[Stored items]
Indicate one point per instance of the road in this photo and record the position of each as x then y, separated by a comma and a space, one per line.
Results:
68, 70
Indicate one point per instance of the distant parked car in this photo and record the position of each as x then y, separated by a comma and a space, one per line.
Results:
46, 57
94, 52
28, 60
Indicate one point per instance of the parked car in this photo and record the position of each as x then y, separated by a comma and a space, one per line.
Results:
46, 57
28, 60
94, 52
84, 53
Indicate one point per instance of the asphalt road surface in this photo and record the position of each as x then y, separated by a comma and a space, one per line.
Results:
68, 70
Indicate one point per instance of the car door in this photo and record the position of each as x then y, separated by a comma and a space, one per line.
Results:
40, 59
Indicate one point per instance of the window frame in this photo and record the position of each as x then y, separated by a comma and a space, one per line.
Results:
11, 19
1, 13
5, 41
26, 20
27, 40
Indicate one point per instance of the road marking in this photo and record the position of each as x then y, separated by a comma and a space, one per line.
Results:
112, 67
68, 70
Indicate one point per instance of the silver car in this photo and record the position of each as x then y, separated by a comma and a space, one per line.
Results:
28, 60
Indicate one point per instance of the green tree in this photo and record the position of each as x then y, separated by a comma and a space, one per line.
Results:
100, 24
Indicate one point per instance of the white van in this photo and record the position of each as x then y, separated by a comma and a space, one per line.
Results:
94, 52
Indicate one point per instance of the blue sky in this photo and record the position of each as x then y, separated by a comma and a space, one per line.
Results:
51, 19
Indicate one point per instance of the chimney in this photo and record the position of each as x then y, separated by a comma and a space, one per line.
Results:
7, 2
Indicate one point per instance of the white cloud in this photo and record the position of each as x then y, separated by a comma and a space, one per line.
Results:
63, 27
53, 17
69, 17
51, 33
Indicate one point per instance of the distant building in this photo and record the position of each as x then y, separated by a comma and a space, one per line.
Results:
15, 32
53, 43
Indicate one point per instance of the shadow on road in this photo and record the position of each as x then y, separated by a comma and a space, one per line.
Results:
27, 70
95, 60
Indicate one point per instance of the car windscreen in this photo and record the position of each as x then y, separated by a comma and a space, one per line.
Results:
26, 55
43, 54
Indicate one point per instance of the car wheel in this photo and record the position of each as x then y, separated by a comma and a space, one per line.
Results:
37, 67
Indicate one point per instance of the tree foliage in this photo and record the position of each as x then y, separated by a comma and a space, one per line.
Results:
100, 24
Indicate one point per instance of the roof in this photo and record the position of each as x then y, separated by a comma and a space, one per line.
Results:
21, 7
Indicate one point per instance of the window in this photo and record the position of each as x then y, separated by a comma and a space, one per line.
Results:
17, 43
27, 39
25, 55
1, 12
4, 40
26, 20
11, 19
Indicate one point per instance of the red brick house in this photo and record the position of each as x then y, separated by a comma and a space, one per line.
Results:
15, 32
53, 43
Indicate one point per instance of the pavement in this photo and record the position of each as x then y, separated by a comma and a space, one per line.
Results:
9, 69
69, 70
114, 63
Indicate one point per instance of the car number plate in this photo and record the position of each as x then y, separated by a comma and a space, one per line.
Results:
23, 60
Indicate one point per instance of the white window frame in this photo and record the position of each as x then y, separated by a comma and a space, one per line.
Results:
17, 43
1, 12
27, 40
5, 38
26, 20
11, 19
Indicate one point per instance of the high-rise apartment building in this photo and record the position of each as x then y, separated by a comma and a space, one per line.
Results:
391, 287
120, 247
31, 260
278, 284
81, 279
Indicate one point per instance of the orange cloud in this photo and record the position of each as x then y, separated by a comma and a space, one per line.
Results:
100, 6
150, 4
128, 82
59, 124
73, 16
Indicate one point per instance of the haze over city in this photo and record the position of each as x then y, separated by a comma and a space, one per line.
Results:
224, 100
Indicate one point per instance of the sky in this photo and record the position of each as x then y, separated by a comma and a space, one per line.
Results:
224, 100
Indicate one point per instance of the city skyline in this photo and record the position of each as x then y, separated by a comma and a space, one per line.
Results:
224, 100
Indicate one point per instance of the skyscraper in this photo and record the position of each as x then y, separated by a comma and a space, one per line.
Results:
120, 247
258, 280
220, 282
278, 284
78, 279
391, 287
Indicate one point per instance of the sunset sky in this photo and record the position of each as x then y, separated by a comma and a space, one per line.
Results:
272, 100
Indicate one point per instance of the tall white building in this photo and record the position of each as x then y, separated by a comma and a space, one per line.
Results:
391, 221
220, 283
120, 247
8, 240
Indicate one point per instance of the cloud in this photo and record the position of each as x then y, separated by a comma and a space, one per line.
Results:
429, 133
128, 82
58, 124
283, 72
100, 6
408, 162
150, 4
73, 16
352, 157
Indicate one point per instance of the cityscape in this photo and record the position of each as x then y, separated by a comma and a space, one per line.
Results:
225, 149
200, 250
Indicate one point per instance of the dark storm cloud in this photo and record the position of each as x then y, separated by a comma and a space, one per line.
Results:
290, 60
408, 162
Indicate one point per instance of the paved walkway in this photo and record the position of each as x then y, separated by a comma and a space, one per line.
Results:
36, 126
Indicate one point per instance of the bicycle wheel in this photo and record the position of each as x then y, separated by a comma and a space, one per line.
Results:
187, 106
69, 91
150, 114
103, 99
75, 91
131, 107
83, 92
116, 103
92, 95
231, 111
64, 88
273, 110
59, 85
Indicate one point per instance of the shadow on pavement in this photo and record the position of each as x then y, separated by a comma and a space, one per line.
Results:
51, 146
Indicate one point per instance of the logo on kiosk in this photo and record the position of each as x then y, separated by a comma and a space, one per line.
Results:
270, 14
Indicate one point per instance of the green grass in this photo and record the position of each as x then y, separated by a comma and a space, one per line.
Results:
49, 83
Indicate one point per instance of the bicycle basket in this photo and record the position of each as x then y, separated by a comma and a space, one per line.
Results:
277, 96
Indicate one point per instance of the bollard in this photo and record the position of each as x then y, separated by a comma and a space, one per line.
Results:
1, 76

▶ [PROBLEM TO SOLVE]: Print the lines above again, unchanged and in full, from first to last.

▶ [ANSWER TO THE TASK]:
Indicate one point per instance of the road in this photo and record the position of each as x then y, separated by a comma and a space, one per line.
Results:
68, 70
Indicate one point per instance of the distant parked car in this photo and record the position of each as x then y, separated by a comma and a space, one per line.
Results:
46, 57
94, 52
28, 60
Indicate one point per instance of the parked car in this photo and record the position of each as x then y, separated by a comma and a space, one per line.
Results:
46, 57
28, 60
94, 52
84, 53
Indicate one point per instance of the asphalt road surface in this photo and record the position of each as x then y, separated by a comma and a space, one per line.
Results:
68, 70
Indicate one point per instance of the car door in this photo and record the position of each as x then y, separated by a comma and a space, one per line.
Results:
40, 59
Indicate one point per instance of the window frame in this photo and record the position of each as x then y, separated by a comma and a space, one per line.
Results:
11, 19
1, 13
5, 41
26, 20
27, 40
Indicate one point per instance of the road marking in this photo and record the position of each as x then y, separated by a comma and a space, one per line.
Results:
112, 67
68, 70
Indicate one point per instance of the silver car in this photo and record the position of each as x then y, separated by a comma and a space, one per line.
Results:
28, 60
Indicate one point per instance of the green tree in this photo and record the position of each as x then y, separated by a comma and a space, one per line.
Results:
100, 24
Indicate one point per instance of the white van in this photo and record the position of each as x then y, separated by a comma and a space, one per line.
Results:
94, 52
Indicate one point per instance of the blue sky in this photo and record the position of each as x then y, separated by a comma and a space, one per line.
Results:
51, 19
Indicate one point per instance of the chimney in this photo and record the position of each as x then y, separated by a comma and a space, one per line.
Results:
7, 2
Indicate one point per instance of the white cloud in this photo and record the position of each as x then y, separated by a comma and a space, one per line.
Results:
63, 27
53, 17
69, 17
51, 33
Indicate one point per instance of the distant building in this photo and record the position of each as x then y, separated by a comma and a space, one per line.
Results:
15, 32
53, 43
Indicate one point per instance of the shadow on road in this photo and record the position of each as x then y, separated by a comma and a space, one per line.
Results:
27, 70
95, 60
Indicate one point per instance of the car windscreen in this photo and record the position of each as x then y, separated by a comma and a space, one per line.
Results:
26, 55
43, 54
Indicate one point per instance of the car wheel in this photo and record the position of each as x then y, separated by a comma and a space, one per line.
Results:
37, 67
Indicate one point per instance of the tree foliage in this photo and record the position of each as x then y, separated by a comma and a space, one per line.
Results:
100, 24
Indicate one point per instance of the roof in this photo and record the position of each as x then y, separated by a comma and a space, one per line.
Results:
21, 7
Indicate one point per instance of the window in this photo and record the position of each as x then y, separated by a comma and a space, one per line.
Results:
17, 43
27, 39
25, 55
1, 12
4, 40
26, 20
11, 19
Indicate one point per instance of the red brick house in this photo and record the position of each as x then y, separated by a comma and a space, one per line.
Results:
15, 32
53, 43
Indicate one point per instance of the pavement in this photo and record the position of each as x then y, separated by a comma and a space, one per line.
Results:
9, 69
69, 70
114, 63
Indicate one point per instance of the car number plate in this photo and record the position of each as x then y, separated by a comma and a space, one per line.
Results:
23, 60
Indicate one point per instance of the white window frame in this photo and record the position of each as x then y, separated by a comma and a space, one per line.
Results:
17, 43
1, 12
27, 40
5, 38
26, 20
11, 19
Indicate one point per instance of the high-rise apartment building in this photo and record the position of each as x then y, separated by a comma and a space, one per line.
Results:
391, 287
120, 247
31, 260
278, 284
81, 279
Indicate one point per instance of the orange cloud in this photo and record the position of each as x then y, separated by a comma and a space, one per line.
Results:
100, 6
150, 4
128, 82
59, 124
73, 16
Indicate one point per instance of the haze over city in this photo and record the position of each as x then y, separated by a comma and a space, one per line.
Results:
224, 100
Indicate one point per instance of the sky in this photo and record the position of each as x then y, separated by a comma and a space, one per line.
Results:
224, 100
Indicate one point per instance of the city skyline in this photo and record the position of each as x then y, separated by a comma and a space, one per line.
Results:
224, 100
Indicate one point per instance of the skyscraper in this photo and record the position of each as x then y, separated by a comma and a space, one per line.
Results:
120, 247
258, 280
220, 282
278, 284
78, 279
391, 287
Indicate one point per instance of the sunset sky in this photo and record the position of each as x then y, separated by a comma and a space, one per line.
Results:
272, 100
Indicate one point per instance of the tall white building in this photo and record the position of each as x then y, separated by a comma and a space, one per line.
Results:
391, 221
220, 283
120, 247
8, 240
Indicate one point per instance of the cloud in this photo and record the position of each as x then y, separated by a comma and a space, one per line.
Results:
429, 133
128, 82
58, 124
283, 72
100, 6
408, 162
150, 4
73, 16
352, 157
Indicate one point per instance of the cityscape in this photo and record the position of each as x then y, separated by a comma and a space, one per line.
Results:
225, 149
200, 250
Indicate one point per instance of the dark storm cloud in this photo and record the position of each as x then y, separated by a comma and a space, one per line.
Results:
290, 60
408, 162
Indicate one point per instance of the paved walkway in this photo and record the position of each as x then y, separated by a comma and a space, one per line.
Results:
36, 126
Indicate one point per instance of the bicycle wheel in this photo and record the position of each as x then y, separated by a comma and a space, one per line.
Results:
187, 106
69, 91
150, 114
103, 99
75, 91
131, 107
83, 92
116, 103
92, 95
231, 111
64, 88
273, 110
59, 85
Indicate one point per instance of the shadow on pavement in this photo and record the position of each as x then y, separated by a comma and a space, one per line.
Results:
51, 146
Indicate one point per instance of the logo on kiosk in this photo and record the position of each as x then y, separated by a comma and a space, one per line.
Results:
270, 14
Indicate one point per instance of the green grass in this photo and record the position of each as x then y, separated by a comma and a space, one per line.
Results:
49, 83
Indicate one point per instance of the bicycle basket in this photo and record the position of each as x then y, separated by a comma and a space, one per line.
Results:
277, 96
Indicate one point per instance of the bollard in this photo and record the position of each as x then y, separated by a comma and a space, one per line.
Results:
1, 76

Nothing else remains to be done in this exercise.